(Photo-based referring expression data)

*** Block opens ***

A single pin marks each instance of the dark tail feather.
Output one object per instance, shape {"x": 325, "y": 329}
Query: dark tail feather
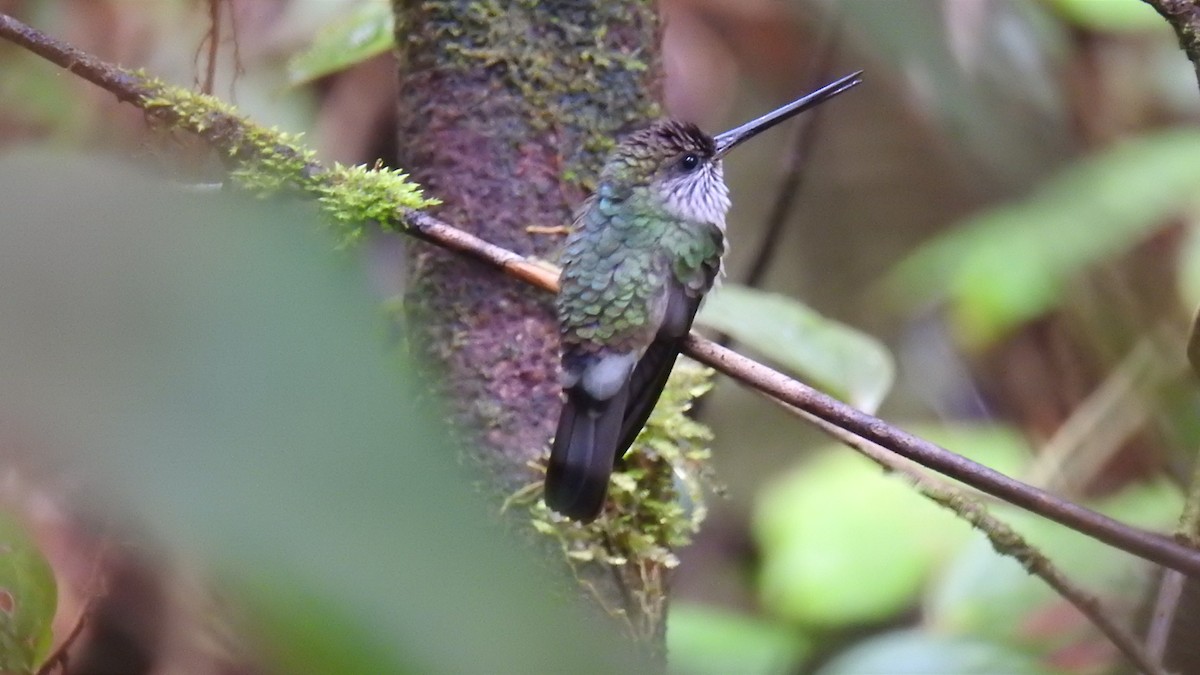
{"x": 583, "y": 453}
{"x": 646, "y": 387}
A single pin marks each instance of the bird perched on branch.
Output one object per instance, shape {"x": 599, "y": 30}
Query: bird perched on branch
{"x": 645, "y": 249}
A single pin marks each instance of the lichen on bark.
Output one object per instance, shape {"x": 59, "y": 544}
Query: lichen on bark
{"x": 505, "y": 112}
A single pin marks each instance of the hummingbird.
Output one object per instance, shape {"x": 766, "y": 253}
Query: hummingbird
{"x": 645, "y": 249}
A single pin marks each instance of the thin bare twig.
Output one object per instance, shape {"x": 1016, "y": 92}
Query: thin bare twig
{"x": 774, "y": 384}
{"x": 1003, "y": 539}
{"x": 214, "y": 42}
{"x": 797, "y": 159}
{"x": 94, "y": 591}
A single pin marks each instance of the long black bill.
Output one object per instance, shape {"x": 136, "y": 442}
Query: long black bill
{"x": 731, "y": 138}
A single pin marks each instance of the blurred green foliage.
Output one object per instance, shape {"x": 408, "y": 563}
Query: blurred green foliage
{"x": 209, "y": 368}
{"x": 28, "y": 599}
{"x": 1117, "y": 16}
{"x": 1012, "y": 263}
{"x": 845, "y": 545}
{"x": 831, "y": 354}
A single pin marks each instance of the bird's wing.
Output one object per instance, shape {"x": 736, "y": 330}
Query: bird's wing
{"x": 654, "y": 368}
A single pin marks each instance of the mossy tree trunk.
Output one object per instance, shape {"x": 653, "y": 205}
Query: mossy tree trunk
{"x": 507, "y": 108}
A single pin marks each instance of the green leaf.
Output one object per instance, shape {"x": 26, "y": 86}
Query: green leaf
{"x": 985, "y": 595}
{"x": 209, "y": 364}
{"x": 364, "y": 33}
{"x": 916, "y": 652}
{"x": 1011, "y": 264}
{"x": 1116, "y": 16}
{"x": 823, "y": 531}
{"x": 825, "y": 527}
{"x": 832, "y": 356}
{"x": 703, "y": 640}
{"x": 28, "y": 599}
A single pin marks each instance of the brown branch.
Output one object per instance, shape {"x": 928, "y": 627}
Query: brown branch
{"x": 1145, "y": 544}
{"x": 1185, "y": 18}
{"x": 1003, "y": 538}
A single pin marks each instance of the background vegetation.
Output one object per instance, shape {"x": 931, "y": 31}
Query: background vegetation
{"x": 994, "y": 242}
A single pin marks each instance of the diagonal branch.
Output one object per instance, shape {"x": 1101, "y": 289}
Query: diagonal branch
{"x": 1003, "y": 539}
{"x": 316, "y": 179}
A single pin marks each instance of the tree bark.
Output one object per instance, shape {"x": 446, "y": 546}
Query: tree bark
{"x": 507, "y": 109}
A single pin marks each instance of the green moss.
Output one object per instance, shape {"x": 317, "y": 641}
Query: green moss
{"x": 268, "y": 161}
{"x": 646, "y": 518}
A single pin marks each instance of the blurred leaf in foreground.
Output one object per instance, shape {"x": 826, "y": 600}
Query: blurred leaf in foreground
{"x": 994, "y": 597}
{"x": 844, "y": 543}
{"x": 829, "y": 354}
{"x": 917, "y": 652}
{"x": 28, "y": 598}
{"x": 363, "y": 33}
{"x": 209, "y": 365}
{"x": 1011, "y": 264}
{"x": 1117, "y": 16}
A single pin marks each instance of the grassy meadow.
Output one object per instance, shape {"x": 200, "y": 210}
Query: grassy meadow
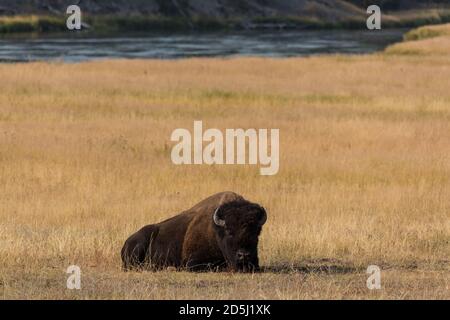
{"x": 364, "y": 172}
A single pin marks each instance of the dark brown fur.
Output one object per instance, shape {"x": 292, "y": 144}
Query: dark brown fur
{"x": 192, "y": 240}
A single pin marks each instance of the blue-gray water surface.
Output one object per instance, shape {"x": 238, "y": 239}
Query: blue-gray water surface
{"x": 267, "y": 43}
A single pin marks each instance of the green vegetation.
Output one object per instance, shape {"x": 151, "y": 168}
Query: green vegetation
{"x": 17, "y": 24}
{"x": 427, "y": 32}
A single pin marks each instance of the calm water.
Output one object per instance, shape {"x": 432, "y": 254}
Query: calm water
{"x": 169, "y": 46}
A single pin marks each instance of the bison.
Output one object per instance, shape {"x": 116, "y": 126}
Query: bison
{"x": 221, "y": 232}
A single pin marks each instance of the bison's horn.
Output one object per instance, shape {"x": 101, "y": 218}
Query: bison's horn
{"x": 264, "y": 217}
{"x": 217, "y": 220}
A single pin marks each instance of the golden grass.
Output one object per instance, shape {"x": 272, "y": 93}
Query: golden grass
{"x": 364, "y": 175}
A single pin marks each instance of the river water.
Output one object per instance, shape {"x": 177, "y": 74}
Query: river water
{"x": 273, "y": 43}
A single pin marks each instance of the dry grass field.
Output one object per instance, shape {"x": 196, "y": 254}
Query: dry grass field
{"x": 364, "y": 172}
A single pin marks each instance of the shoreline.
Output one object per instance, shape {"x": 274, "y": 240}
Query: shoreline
{"x": 108, "y": 24}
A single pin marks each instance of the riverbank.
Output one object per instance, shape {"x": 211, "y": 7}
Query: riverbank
{"x": 107, "y": 24}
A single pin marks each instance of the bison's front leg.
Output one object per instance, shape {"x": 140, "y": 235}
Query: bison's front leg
{"x": 136, "y": 250}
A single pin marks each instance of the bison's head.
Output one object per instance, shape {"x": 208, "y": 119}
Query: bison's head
{"x": 238, "y": 225}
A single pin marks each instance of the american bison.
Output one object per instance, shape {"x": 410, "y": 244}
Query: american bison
{"x": 220, "y": 232}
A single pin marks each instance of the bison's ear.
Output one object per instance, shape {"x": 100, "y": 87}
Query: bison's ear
{"x": 217, "y": 219}
{"x": 263, "y": 216}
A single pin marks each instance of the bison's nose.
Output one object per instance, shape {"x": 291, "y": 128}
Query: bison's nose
{"x": 242, "y": 255}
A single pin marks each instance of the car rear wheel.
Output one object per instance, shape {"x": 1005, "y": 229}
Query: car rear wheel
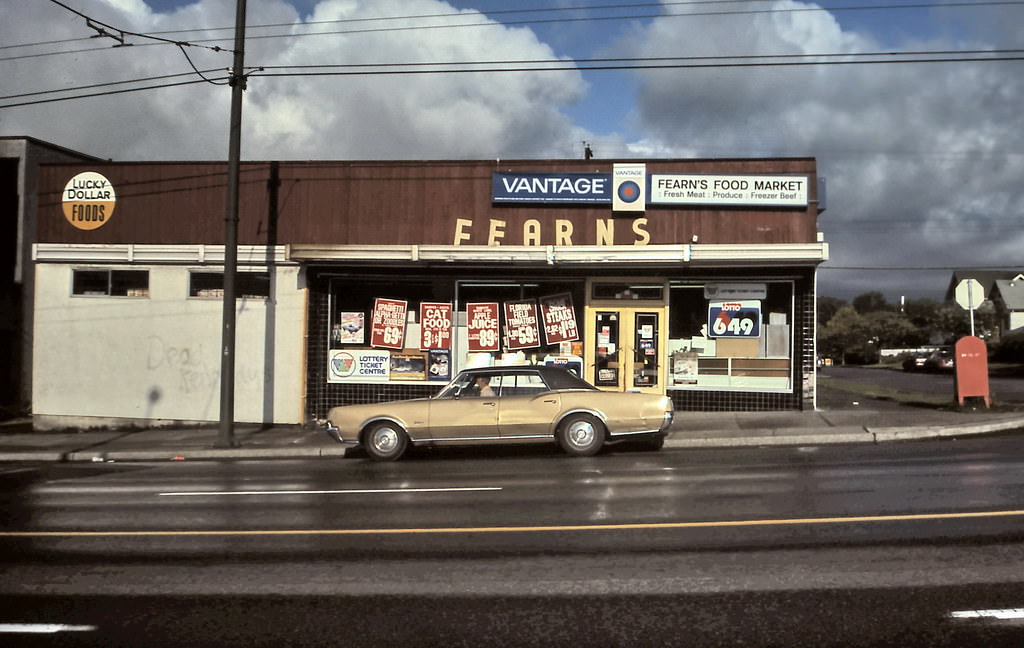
{"x": 385, "y": 442}
{"x": 581, "y": 434}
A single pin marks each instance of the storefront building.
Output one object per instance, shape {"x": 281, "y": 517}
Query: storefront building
{"x": 376, "y": 281}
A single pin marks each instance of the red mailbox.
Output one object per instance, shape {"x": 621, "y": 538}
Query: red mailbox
{"x": 972, "y": 370}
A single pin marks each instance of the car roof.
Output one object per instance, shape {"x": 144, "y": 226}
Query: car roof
{"x": 543, "y": 369}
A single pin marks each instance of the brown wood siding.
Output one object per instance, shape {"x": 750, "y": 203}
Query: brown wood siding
{"x": 397, "y": 203}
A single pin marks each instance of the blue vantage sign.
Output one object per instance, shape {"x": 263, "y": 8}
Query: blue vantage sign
{"x": 551, "y": 187}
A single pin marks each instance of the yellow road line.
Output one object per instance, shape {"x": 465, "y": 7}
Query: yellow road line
{"x": 509, "y": 529}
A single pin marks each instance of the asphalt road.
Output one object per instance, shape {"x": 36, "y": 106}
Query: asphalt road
{"x": 1004, "y": 389}
{"x": 914, "y": 544}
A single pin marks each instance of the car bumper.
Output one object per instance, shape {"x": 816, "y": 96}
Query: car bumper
{"x": 667, "y": 423}
{"x": 335, "y": 434}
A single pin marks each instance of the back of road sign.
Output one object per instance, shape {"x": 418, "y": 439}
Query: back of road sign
{"x": 972, "y": 370}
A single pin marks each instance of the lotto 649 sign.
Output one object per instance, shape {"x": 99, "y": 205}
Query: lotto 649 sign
{"x": 734, "y": 319}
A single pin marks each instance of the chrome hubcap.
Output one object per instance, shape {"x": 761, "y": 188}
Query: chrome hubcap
{"x": 385, "y": 440}
{"x": 582, "y": 433}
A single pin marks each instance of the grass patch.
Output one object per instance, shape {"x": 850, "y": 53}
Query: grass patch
{"x": 878, "y": 392}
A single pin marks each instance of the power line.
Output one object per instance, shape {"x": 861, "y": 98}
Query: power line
{"x": 633, "y": 16}
{"x": 102, "y": 85}
{"x": 101, "y": 30}
{"x": 99, "y": 94}
{"x": 381, "y": 70}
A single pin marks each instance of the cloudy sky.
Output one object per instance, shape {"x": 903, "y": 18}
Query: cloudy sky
{"x": 924, "y": 160}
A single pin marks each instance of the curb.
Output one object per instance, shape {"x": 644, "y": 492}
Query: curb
{"x": 204, "y": 454}
{"x": 931, "y": 432}
{"x": 777, "y": 437}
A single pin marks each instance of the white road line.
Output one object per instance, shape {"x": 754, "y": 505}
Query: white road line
{"x": 1008, "y": 614}
{"x": 43, "y": 629}
{"x": 188, "y": 493}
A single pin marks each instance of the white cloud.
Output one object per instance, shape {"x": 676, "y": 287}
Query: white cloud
{"x": 933, "y": 149}
{"x": 351, "y": 117}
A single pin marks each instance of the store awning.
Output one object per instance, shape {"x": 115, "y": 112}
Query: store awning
{"x": 692, "y": 255}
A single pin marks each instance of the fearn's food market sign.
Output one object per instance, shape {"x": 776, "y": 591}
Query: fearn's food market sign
{"x": 764, "y": 190}
{"x": 660, "y": 188}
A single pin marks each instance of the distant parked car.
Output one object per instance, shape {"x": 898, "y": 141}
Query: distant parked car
{"x": 937, "y": 360}
{"x": 915, "y": 362}
{"x": 940, "y": 360}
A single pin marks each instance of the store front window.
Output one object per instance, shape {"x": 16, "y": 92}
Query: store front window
{"x": 421, "y": 331}
{"x": 731, "y": 336}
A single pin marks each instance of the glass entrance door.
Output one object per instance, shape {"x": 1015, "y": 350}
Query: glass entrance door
{"x": 625, "y": 349}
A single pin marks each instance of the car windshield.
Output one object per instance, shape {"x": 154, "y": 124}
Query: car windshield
{"x": 566, "y": 380}
{"x": 456, "y": 387}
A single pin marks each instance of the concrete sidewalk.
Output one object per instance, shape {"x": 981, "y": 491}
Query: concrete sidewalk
{"x": 873, "y": 423}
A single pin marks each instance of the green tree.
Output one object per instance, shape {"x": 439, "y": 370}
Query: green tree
{"x": 894, "y": 330}
{"x": 827, "y": 306}
{"x": 847, "y": 336}
{"x": 870, "y": 302}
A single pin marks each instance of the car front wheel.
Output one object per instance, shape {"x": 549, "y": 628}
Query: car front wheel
{"x": 582, "y": 435}
{"x": 385, "y": 442}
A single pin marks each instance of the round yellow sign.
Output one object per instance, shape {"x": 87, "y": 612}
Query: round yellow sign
{"x": 88, "y": 201}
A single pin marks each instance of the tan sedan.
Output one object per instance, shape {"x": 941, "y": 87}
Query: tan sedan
{"x": 515, "y": 404}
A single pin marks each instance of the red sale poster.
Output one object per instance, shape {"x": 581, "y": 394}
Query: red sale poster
{"x": 559, "y": 318}
{"x": 521, "y": 330}
{"x": 482, "y": 325}
{"x": 435, "y": 326}
{"x": 388, "y": 328}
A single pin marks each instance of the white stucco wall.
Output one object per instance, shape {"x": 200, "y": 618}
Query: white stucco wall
{"x": 157, "y": 358}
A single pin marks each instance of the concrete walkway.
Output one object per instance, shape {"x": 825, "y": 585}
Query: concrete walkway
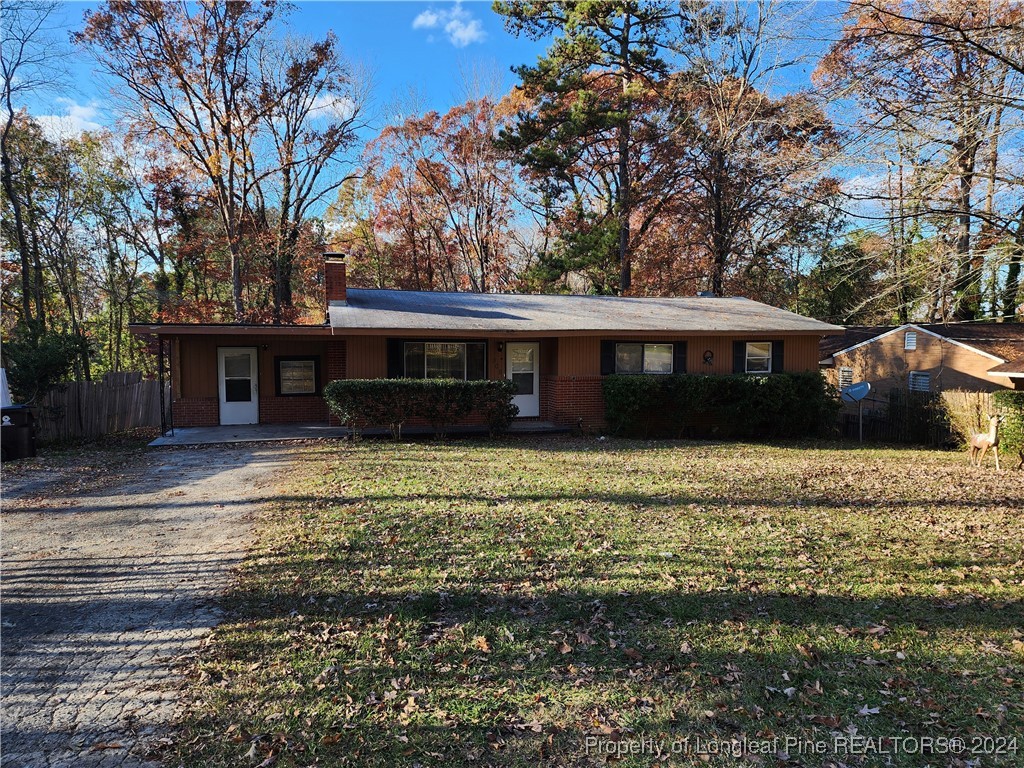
{"x": 111, "y": 570}
{"x": 285, "y": 432}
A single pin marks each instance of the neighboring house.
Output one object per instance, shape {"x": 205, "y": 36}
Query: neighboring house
{"x": 975, "y": 356}
{"x": 556, "y": 348}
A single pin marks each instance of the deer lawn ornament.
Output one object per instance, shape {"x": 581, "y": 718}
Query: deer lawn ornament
{"x": 982, "y": 441}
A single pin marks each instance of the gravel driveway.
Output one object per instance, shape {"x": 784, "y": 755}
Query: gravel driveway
{"x": 111, "y": 567}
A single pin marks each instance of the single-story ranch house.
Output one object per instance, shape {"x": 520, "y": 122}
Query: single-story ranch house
{"x": 555, "y": 347}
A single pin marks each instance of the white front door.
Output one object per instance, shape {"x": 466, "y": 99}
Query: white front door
{"x": 523, "y": 366}
{"x": 237, "y": 375}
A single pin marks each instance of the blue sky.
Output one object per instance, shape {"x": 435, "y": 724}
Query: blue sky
{"x": 426, "y": 48}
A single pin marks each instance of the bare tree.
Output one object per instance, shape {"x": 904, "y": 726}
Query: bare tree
{"x": 29, "y": 64}
{"x": 188, "y": 70}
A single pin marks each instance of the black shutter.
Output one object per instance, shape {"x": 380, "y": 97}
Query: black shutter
{"x": 679, "y": 356}
{"x": 395, "y": 358}
{"x": 777, "y": 357}
{"x": 739, "y": 356}
{"x": 607, "y": 357}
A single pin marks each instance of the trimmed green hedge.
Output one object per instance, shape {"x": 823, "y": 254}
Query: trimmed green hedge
{"x": 741, "y": 406}
{"x": 359, "y": 403}
{"x": 1010, "y": 403}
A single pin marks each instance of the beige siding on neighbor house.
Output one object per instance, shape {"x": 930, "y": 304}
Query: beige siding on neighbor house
{"x": 887, "y": 365}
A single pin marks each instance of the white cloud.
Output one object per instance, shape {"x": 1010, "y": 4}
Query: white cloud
{"x": 77, "y": 118}
{"x": 461, "y": 27}
{"x": 333, "y": 105}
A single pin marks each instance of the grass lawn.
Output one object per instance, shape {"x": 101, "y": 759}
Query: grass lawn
{"x": 543, "y": 601}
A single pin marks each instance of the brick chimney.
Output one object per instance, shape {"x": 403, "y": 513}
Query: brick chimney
{"x": 335, "y": 281}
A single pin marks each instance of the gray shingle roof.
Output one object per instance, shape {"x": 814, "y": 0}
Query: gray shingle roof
{"x": 421, "y": 310}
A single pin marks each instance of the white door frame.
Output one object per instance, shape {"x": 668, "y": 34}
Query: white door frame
{"x": 239, "y": 412}
{"x": 529, "y": 404}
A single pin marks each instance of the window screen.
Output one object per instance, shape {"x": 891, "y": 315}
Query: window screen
{"x": 759, "y": 356}
{"x": 445, "y": 359}
{"x": 643, "y": 358}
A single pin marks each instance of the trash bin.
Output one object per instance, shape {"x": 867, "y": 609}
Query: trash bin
{"x": 17, "y": 432}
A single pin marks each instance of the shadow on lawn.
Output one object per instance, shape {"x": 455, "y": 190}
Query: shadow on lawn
{"x": 422, "y": 688}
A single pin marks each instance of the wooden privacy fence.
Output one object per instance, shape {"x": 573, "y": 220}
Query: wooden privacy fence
{"x": 89, "y": 410}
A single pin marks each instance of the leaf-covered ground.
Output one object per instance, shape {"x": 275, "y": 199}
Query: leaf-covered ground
{"x": 546, "y": 601}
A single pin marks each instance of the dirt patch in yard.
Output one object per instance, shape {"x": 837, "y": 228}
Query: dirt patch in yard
{"x": 113, "y": 561}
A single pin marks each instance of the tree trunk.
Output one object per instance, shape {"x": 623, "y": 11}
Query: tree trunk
{"x": 626, "y": 275}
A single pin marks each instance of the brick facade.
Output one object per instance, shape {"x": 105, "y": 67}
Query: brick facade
{"x": 196, "y": 412}
{"x": 292, "y": 410}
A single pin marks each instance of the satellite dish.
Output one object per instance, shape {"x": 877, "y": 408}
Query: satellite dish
{"x": 855, "y": 392}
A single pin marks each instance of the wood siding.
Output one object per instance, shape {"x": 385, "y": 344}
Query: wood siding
{"x": 887, "y": 365}
{"x": 195, "y": 360}
{"x": 581, "y": 355}
{"x": 195, "y": 357}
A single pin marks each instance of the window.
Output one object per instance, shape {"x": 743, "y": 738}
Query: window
{"x": 296, "y": 375}
{"x": 920, "y": 382}
{"x": 758, "y": 357}
{"x": 445, "y": 359}
{"x": 845, "y": 378}
{"x": 643, "y": 358}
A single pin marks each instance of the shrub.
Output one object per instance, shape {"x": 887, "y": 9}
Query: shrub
{"x": 1010, "y": 402}
{"x": 967, "y": 413}
{"x": 776, "y": 406}
{"x": 37, "y": 364}
{"x": 359, "y": 403}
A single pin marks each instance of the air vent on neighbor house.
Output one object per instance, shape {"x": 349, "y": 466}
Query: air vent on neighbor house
{"x": 845, "y": 378}
{"x": 920, "y": 382}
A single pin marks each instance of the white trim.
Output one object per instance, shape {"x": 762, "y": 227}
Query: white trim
{"x": 940, "y": 337}
{"x": 529, "y": 404}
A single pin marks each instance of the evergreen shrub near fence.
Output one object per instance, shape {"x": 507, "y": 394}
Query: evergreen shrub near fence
{"x": 360, "y": 403}
{"x": 740, "y": 406}
{"x": 1010, "y": 403}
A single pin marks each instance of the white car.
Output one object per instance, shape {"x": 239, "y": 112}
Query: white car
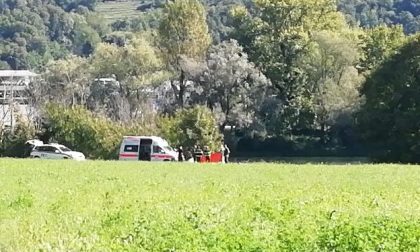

*** Block closes ***

To do =>
Your answer should consist solely of the lines above from the line with "A single pin marks each instance of the background" to the line with "A single pin marks each instance of the tree bark.", both included, reproduced exactly.

Exercise answer =>
A single pin marks each instance of the background vegetation.
Output one object per instance, shape {"x": 931, "y": 31}
Query: background vegetation
{"x": 994, "y": 242}
A single pin marks each instance of the diagonal branch.
Output one object per instance, shape {"x": 1101, "y": 289}
Query: diagonal branch
{"x": 1003, "y": 539}
{"x": 316, "y": 179}
A single pin marks each instance of the tree bark.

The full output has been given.